Selected text -
┌────────

The Hindu law does not make distinction between a minor and major coparcener so far their right to demand a partition is concerned. A minor’s rights at partition, are precisely the same as that of a major. A suit can be filed on behalf of a minor by his guardian for the division of his share and it is maintainable in same manner as one filed by an adult coparcener with the difference that when the plaintiff is a minor, the court has to be satisfied that the action has been brought for his benefit.

It is a pious duty of the courts to look after the interest of the minors. Whenever a suit for partition has been filed on behalf of a minor, the courts can appoint their own officer’s to protect their interest, and stay proceedings if they consider that they are vexatious. When, therefore, the court decides that the suit has been instituted for the benefit of the minor and a partition is decreed by it, it is done so in exercise of a jurisdiction which is inherent in it and which extends over all minors.

The true effect of a decision of a court that the action is beneficial to the minor is not to create in the proprio vigore a right which he did not possess before but to recognise the right which had accrued to him when the person acting on his behalf instituted the action.

In Venkat Reddi v. Lakshamma, the Supreme Court held that,

“An action by a minor for a decree for partition and separate possession of his share in the family property is not founded on a cause of action personal to him. The right claimed is in property, and devolves on his death even during minority upon his legal representative. The court, it is true will direct partition only if partition is in the interest of the minor but that limitation arises not because of any peculiarity in the estate of the minor but is imposed for the protection of his interest. The effect of the decision of the court granting a decree for partition in a suit instituted by a minor is not to create a new right which the minor did not possess, but merely to recognise the right which accrued to him when the action was commenced. It is the institution of the suit, subject to the decision of the court and not the decree of the court that brings about the severance”.

└────────

Stated task 1 -
Reproduce the passage on a minor's right to partition from "It is a pious" up to and including "over all minors.".
The passage on a minor's right to partition and the listing that comes after it have no connection to each other.

Supplied material -

┌────────

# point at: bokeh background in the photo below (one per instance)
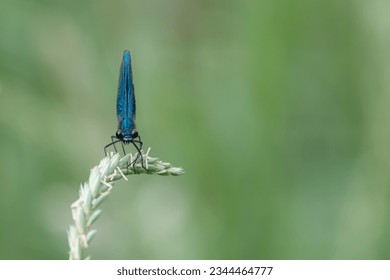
(279, 112)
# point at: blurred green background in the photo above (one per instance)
(278, 110)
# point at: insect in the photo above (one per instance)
(125, 111)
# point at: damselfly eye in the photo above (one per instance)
(134, 134)
(119, 134)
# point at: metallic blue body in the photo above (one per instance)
(125, 107)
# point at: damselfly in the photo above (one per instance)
(125, 111)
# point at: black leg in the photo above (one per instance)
(113, 141)
(139, 154)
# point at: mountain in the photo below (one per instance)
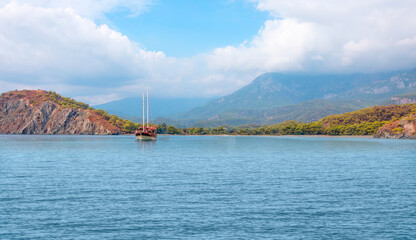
(159, 107)
(42, 112)
(276, 97)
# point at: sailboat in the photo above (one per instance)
(146, 132)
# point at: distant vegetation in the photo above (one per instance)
(363, 122)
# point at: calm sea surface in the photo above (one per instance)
(206, 187)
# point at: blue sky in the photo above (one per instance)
(184, 28)
(102, 50)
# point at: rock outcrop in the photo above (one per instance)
(404, 128)
(30, 112)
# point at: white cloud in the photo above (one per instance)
(57, 45)
(89, 8)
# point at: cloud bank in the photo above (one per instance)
(57, 45)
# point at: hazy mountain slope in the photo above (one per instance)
(303, 112)
(272, 90)
(159, 107)
(384, 89)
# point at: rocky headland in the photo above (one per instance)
(42, 112)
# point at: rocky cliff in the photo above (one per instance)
(404, 128)
(40, 112)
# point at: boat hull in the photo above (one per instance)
(143, 137)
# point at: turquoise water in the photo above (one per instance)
(206, 187)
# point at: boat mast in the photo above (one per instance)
(147, 108)
(143, 113)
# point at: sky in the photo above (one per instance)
(100, 51)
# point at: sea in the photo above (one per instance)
(206, 187)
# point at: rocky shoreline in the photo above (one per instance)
(21, 114)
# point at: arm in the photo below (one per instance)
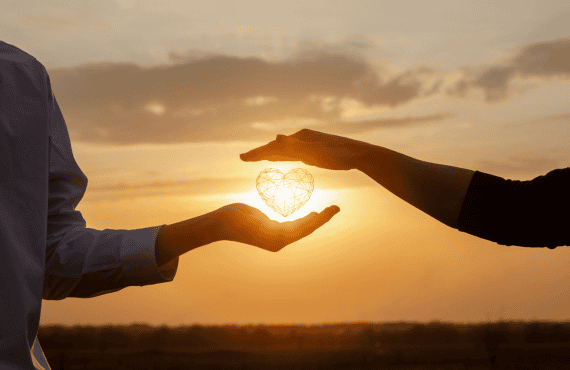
(84, 262)
(524, 213)
(436, 189)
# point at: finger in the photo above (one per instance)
(306, 225)
(281, 149)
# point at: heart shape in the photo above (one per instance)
(285, 193)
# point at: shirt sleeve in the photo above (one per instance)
(530, 213)
(83, 262)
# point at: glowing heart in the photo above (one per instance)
(285, 193)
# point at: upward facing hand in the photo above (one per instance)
(312, 148)
(245, 224)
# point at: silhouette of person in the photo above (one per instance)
(523, 213)
(46, 250)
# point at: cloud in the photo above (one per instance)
(207, 97)
(545, 60)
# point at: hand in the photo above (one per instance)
(312, 148)
(245, 224)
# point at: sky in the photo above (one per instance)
(160, 98)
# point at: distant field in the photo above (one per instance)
(501, 345)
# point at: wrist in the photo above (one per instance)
(176, 239)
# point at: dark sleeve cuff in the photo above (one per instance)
(524, 213)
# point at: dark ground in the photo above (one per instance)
(501, 345)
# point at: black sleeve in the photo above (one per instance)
(532, 213)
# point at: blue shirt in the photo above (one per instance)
(46, 250)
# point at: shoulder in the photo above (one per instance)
(17, 64)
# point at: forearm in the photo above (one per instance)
(176, 239)
(436, 189)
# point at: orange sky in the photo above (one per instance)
(160, 100)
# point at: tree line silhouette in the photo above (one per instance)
(384, 345)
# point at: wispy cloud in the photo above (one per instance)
(223, 98)
(544, 60)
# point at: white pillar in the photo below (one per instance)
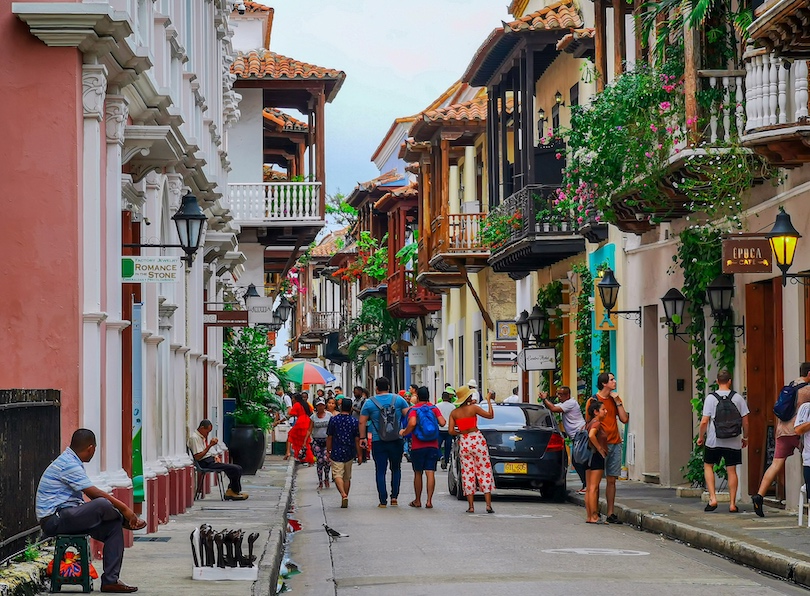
(115, 118)
(94, 86)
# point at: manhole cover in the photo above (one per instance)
(605, 552)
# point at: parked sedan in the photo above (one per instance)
(526, 448)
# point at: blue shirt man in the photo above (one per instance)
(61, 508)
(384, 453)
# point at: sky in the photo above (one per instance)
(398, 57)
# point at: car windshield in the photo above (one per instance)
(509, 417)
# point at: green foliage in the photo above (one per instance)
(375, 327)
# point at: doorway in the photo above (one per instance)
(764, 357)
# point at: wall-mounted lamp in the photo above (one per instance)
(674, 304)
(784, 238)
(720, 294)
(609, 293)
(190, 221)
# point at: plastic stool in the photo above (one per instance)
(81, 543)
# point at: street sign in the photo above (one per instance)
(151, 269)
(537, 359)
(504, 353)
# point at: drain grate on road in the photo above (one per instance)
(152, 538)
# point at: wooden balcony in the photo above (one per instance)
(457, 241)
(726, 119)
(532, 244)
(776, 96)
(317, 325)
(406, 299)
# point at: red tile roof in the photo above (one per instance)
(283, 121)
(264, 64)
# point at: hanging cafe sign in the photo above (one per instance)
(744, 253)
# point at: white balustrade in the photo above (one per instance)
(776, 90)
(269, 202)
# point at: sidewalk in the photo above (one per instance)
(774, 544)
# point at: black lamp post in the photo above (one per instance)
(674, 304)
(190, 221)
(609, 293)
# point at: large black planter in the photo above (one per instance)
(247, 447)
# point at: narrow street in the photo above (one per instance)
(445, 551)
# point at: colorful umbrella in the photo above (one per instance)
(306, 372)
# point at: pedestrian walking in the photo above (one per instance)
(342, 447)
(384, 411)
(573, 422)
(606, 385)
(724, 430)
(787, 438)
(445, 440)
(595, 467)
(317, 432)
(424, 420)
(299, 445)
(472, 446)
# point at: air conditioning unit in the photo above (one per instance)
(631, 449)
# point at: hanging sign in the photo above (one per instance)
(746, 254)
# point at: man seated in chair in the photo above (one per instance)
(61, 508)
(200, 446)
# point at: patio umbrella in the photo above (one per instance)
(305, 372)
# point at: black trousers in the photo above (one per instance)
(232, 471)
(103, 522)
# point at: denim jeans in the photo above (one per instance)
(387, 453)
(445, 444)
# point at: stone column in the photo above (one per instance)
(94, 86)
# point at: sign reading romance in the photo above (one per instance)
(746, 254)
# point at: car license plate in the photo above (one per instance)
(515, 468)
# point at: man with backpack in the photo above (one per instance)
(788, 402)
(724, 430)
(384, 411)
(424, 420)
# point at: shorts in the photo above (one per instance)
(425, 458)
(713, 455)
(597, 462)
(613, 461)
(785, 445)
(342, 470)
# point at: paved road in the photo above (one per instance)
(526, 547)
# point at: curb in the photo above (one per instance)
(270, 561)
(787, 568)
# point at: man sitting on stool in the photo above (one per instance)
(61, 508)
(200, 446)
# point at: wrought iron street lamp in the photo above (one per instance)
(609, 293)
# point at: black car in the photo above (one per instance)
(526, 448)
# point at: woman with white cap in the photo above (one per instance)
(472, 446)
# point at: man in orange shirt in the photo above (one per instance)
(606, 383)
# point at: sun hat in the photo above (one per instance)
(462, 393)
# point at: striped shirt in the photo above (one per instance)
(62, 484)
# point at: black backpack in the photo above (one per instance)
(727, 418)
(389, 420)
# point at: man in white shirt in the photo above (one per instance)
(514, 398)
(573, 421)
(717, 448)
(445, 440)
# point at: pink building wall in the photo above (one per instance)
(40, 185)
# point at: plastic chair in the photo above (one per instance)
(81, 543)
(802, 500)
(199, 492)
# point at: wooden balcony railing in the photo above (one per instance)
(271, 202)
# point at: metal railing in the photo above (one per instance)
(30, 440)
(270, 202)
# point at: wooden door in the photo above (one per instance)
(763, 341)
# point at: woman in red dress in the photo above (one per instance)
(299, 445)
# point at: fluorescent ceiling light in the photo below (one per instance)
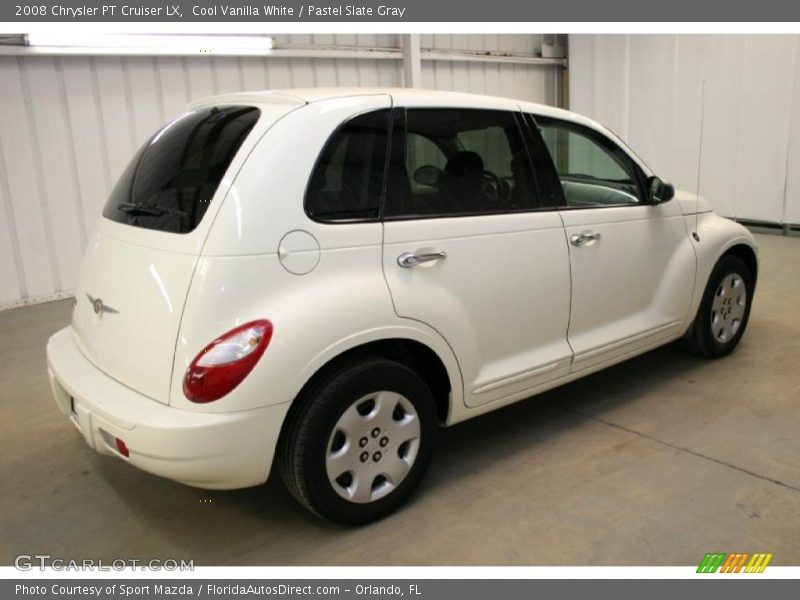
(131, 43)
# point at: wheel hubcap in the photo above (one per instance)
(727, 310)
(373, 447)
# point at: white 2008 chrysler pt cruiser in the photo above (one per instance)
(318, 278)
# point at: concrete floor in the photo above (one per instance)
(653, 462)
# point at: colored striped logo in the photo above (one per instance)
(738, 562)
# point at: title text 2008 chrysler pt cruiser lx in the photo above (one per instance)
(318, 278)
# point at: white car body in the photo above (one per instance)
(504, 326)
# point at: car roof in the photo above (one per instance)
(411, 96)
(400, 96)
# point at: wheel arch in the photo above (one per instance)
(440, 373)
(747, 254)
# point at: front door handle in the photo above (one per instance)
(579, 239)
(409, 259)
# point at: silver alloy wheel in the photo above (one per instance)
(372, 447)
(727, 310)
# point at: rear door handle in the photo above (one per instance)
(409, 259)
(579, 239)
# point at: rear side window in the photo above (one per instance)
(169, 184)
(593, 170)
(454, 162)
(347, 181)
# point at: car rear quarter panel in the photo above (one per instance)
(342, 303)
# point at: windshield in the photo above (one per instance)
(169, 184)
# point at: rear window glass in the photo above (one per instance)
(169, 184)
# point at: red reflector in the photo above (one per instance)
(123, 449)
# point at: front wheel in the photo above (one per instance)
(724, 310)
(360, 441)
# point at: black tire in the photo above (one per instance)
(305, 440)
(701, 339)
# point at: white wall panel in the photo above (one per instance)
(649, 90)
(69, 125)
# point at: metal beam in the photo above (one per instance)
(495, 57)
(412, 61)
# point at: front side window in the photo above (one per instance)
(454, 162)
(592, 169)
(169, 184)
(347, 181)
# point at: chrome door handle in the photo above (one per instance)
(579, 239)
(409, 259)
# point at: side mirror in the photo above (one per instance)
(659, 191)
(428, 175)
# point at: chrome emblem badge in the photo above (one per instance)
(98, 306)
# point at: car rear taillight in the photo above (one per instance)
(225, 362)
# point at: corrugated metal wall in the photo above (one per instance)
(661, 92)
(68, 126)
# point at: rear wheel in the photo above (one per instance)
(724, 310)
(360, 440)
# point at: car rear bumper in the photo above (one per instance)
(207, 450)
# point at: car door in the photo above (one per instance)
(468, 250)
(632, 264)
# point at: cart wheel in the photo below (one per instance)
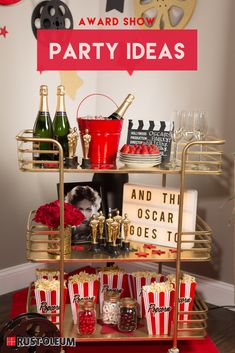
(167, 14)
(27, 325)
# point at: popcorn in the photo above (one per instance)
(139, 279)
(187, 288)
(83, 277)
(47, 295)
(81, 286)
(159, 305)
(47, 273)
(112, 278)
(156, 287)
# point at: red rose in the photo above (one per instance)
(49, 215)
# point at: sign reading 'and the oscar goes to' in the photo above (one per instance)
(128, 50)
(154, 211)
(151, 132)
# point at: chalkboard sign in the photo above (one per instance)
(151, 132)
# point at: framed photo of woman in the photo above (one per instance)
(86, 196)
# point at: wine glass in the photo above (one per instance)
(177, 133)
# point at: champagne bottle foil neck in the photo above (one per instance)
(130, 98)
(60, 90)
(43, 90)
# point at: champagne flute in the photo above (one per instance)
(189, 127)
(189, 132)
(201, 127)
(177, 133)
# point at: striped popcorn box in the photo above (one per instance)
(48, 273)
(114, 279)
(136, 281)
(159, 307)
(187, 288)
(47, 295)
(82, 286)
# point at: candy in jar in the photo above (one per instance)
(128, 315)
(110, 312)
(86, 322)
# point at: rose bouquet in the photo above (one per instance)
(49, 215)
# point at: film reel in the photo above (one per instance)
(56, 15)
(28, 325)
(51, 14)
(167, 14)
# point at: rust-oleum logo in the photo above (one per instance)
(21, 342)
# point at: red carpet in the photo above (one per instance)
(201, 346)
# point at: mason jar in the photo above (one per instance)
(86, 319)
(128, 315)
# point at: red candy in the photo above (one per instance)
(86, 322)
(140, 149)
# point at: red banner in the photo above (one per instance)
(129, 50)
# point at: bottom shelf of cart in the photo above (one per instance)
(190, 331)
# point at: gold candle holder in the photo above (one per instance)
(109, 222)
(94, 225)
(114, 228)
(101, 220)
(118, 219)
(126, 227)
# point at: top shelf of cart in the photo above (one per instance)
(197, 157)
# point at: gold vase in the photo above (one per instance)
(54, 248)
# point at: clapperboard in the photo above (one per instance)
(152, 132)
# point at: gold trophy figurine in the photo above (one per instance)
(126, 229)
(114, 250)
(72, 160)
(86, 143)
(118, 219)
(109, 222)
(75, 140)
(114, 227)
(101, 219)
(94, 226)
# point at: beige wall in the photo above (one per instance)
(157, 94)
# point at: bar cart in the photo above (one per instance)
(207, 153)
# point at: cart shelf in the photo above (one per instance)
(200, 153)
(37, 248)
(193, 328)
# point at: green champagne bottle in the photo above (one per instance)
(43, 127)
(61, 124)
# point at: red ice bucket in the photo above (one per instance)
(105, 136)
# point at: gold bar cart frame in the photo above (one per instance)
(211, 156)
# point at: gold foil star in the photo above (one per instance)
(71, 81)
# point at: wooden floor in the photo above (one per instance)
(221, 324)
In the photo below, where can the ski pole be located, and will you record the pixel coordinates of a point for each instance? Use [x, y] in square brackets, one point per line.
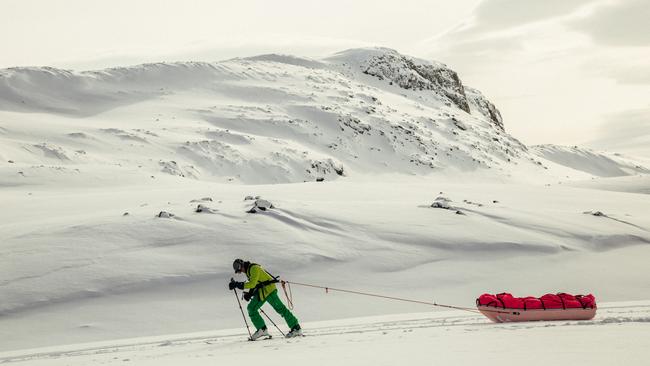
[242, 313]
[272, 322]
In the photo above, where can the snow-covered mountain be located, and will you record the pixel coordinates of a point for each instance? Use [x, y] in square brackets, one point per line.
[264, 119]
[102, 174]
[596, 163]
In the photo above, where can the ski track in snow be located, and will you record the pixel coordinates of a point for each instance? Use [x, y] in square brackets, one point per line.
[325, 337]
[352, 151]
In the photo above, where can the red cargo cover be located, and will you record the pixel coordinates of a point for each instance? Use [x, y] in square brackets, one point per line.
[548, 301]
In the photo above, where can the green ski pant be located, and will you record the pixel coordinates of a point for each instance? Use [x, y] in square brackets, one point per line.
[273, 299]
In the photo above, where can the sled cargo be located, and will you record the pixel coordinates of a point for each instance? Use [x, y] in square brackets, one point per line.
[504, 307]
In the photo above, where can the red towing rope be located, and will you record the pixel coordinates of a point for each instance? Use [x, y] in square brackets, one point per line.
[286, 287]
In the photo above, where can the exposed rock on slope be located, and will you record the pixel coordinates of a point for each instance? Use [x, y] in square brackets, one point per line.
[264, 119]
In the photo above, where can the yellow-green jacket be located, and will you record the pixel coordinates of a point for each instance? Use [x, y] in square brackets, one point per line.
[257, 274]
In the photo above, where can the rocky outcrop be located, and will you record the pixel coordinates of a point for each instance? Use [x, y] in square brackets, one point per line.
[411, 73]
[480, 103]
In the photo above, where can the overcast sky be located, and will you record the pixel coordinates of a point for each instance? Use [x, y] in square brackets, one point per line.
[561, 71]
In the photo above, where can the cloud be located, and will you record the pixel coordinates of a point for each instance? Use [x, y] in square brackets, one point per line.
[627, 131]
[494, 15]
[623, 23]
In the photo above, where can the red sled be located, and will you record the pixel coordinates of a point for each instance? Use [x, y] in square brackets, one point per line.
[504, 307]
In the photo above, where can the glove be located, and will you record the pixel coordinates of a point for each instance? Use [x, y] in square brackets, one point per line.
[234, 284]
[247, 295]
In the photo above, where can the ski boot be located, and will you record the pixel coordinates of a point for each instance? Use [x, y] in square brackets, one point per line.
[262, 332]
[295, 332]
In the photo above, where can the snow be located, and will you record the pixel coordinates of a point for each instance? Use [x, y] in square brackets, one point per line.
[449, 338]
[351, 166]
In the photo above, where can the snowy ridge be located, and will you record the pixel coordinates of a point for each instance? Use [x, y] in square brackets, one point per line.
[264, 119]
[102, 174]
[600, 164]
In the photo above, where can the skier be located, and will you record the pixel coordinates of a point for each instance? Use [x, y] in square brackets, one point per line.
[261, 286]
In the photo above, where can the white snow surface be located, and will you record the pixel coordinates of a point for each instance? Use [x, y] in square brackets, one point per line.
[352, 163]
[447, 338]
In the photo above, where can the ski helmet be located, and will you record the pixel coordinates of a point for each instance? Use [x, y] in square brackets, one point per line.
[238, 265]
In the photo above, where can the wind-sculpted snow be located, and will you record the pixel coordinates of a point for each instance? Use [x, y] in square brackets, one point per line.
[264, 119]
[102, 174]
[599, 164]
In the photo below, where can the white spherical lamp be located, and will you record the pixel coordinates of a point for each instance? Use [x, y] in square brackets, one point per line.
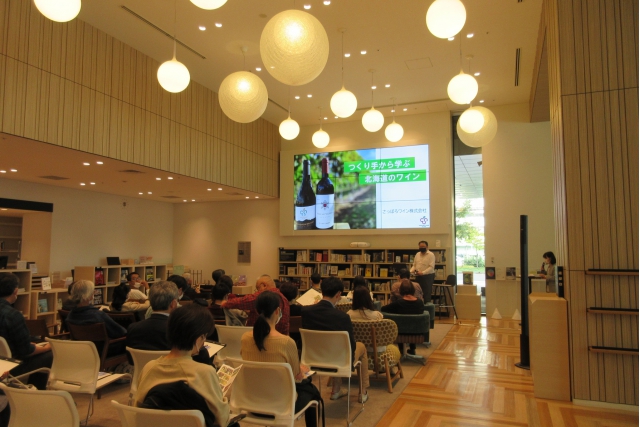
[485, 135]
[471, 120]
[209, 4]
[343, 103]
[373, 120]
[320, 138]
[294, 47]
[445, 18]
[173, 76]
[243, 97]
[59, 10]
[463, 88]
[394, 132]
[289, 129]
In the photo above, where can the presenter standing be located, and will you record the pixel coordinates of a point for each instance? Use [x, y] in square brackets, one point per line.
[424, 265]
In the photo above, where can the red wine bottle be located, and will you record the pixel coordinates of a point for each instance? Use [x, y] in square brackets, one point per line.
[325, 208]
[305, 205]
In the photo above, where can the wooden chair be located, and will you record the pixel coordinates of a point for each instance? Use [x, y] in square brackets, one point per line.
[123, 319]
[377, 335]
[97, 334]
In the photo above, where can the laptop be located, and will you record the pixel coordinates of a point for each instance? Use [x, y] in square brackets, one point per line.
[113, 260]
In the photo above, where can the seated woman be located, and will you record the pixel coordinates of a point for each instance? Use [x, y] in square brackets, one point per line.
[408, 304]
[125, 299]
[84, 313]
[266, 344]
[187, 330]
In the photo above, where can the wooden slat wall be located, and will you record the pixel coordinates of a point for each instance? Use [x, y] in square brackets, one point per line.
[592, 48]
[73, 85]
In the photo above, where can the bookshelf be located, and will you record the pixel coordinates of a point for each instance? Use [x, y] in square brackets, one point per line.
[105, 278]
[375, 265]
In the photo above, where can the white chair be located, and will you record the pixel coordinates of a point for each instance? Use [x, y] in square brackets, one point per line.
[253, 393]
[231, 336]
[75, 369]
[32, 408]
[329, 353]
[140, 359]
[131, 416]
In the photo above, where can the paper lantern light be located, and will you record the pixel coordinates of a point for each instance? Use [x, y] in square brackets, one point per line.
[394, 132]
[484, 135]
[373, 120]
[289, 129]
[445, 18]
[471, 120]
[173, 76]
[243, 97]
[209, 4]
[59, 10]
[463, 88]
[320, 138]
[294, 47]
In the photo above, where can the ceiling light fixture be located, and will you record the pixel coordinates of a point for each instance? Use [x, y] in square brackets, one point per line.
[60, 10]
[445, 18]
[296, 44]
[243, 96]
[209, 4]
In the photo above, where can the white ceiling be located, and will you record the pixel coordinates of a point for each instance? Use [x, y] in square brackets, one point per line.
[393, 33]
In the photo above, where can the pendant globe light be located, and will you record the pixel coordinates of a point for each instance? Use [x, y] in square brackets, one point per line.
[343, 102]
[485, 135]
[289, 128]
[209, 4]
[372, 120]
[394, 131]
[471, 120]
[294, 47]
[173, 75]
[59, 10]
[243, 96]
[445, 18]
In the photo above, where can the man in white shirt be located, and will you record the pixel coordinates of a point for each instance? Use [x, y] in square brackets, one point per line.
[424, 265]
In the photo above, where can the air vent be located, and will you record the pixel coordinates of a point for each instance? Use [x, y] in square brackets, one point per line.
[53, 177]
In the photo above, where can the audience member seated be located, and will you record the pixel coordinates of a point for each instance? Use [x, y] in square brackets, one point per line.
[136, 283]
[86, 314]
[248, 303]
[290, 292]
[362, 306]
[324, 316]
[266, 344]
[401, 274]
[125, 299]
[187, 330]
[409, 304]
[14, 329]
[151, 333]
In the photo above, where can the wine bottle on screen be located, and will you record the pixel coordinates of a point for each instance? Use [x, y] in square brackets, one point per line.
[305, 205]
[325, 208]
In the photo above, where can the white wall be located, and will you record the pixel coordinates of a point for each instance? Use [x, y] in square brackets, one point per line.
[88, 226]
[518, 180]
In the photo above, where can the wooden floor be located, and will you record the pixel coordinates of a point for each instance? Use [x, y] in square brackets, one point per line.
[471, 380]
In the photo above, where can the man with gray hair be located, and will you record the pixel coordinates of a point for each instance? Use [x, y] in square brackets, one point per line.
[151, 333]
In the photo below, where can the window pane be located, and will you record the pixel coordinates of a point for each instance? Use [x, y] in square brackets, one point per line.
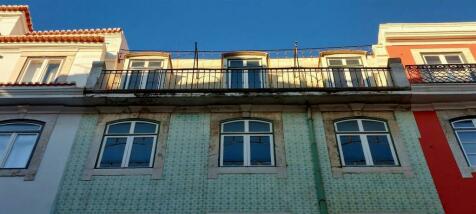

└────────

Stated task 2 -
Render the lines of the listing from the line with "In the photo above, where can the white wall" through the end of the listing as a JSON list of strings, one string per line, with blank lines left out. Leave the pictures out of the answer.

Written solution 1 -
It is a pious duty of the courts to look after the interest of the minors. Whenever a suit for partition has been filed on behalf of a minor, the courts can appoint their own officer’s to protect their interest, and stay proceedings if they consider that they are vexatious. When, therefore, the court decides that the suit has been instituted for the benefit of the minor and a partition is decreed by it, it is done so in exercise of a jurisdiction which is inherent in it and which extends over all minors.

Written solution 2 -
[
  "In the photo above, where can the white wall be located, and will you record the pixel coordinates of a point for each instance? Use [x, y] in square brackets, one point per line.",
  "[88, 226]",
  "[518, 180]",
  "In the photo above, where can the wooden floor be located, and will you record the pixel coordinates of a point for each instance? Use [x, y] in square brackets, one point per line.",
  "[471, 380]",
  "In the photo above, where can the man with gray hair be located, and will you record the pixel coordinates of a point for each instance? Use [x, y] in square brackets, one point per line.",
  "[151, 333]",
  "In the photo below, where can the window pane be located, and will you record the pixel coordinates of a point for each instance? Use [x, y] in square brackets, one point per line."
]